*Exercise:* Copy out the material below word for word, from its first line through the line containing "[349,60,425,103]", including both ends. Leave the pictures out.

*Information supplied:*
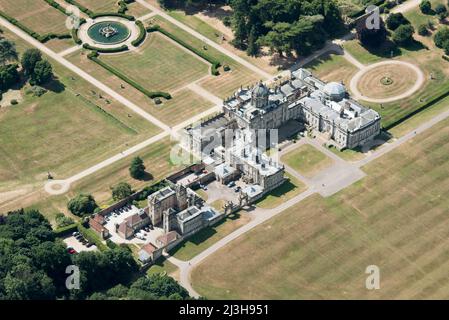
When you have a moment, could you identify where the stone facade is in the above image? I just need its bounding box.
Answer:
[223,69,381,149]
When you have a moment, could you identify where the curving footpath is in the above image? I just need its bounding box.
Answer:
[349,60,425,103]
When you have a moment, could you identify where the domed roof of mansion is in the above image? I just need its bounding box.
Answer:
[323,82,346,100]
[252,82,269,98]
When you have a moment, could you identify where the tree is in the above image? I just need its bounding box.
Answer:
[434,27,449,48]
[20,49,42,76]
[357,19,388,48]
[67,194,97,216]
[419,0,432,14]
[393,24,415,45]
[435,3,447,15]
[246,26,259,56]
[386,13,410,30]
[0,39,18,66]
[111,182,133,201]
[31,60,53,85]
[418,24,429,36]
[0,64,20,91]
[129,157,145,179]
[55,213,75,228]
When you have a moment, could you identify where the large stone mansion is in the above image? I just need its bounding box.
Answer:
[182,69,381,198]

*Expected answer:*
When you have a moment, could you identify where the stone facade is in the above image? I just need its bounding box.
Answer:
[223,69,381,149]
When you have a moment, could you identify where the curving footpath is in the above image? I just need its bounding box.
Answer:
[349,60,425,103]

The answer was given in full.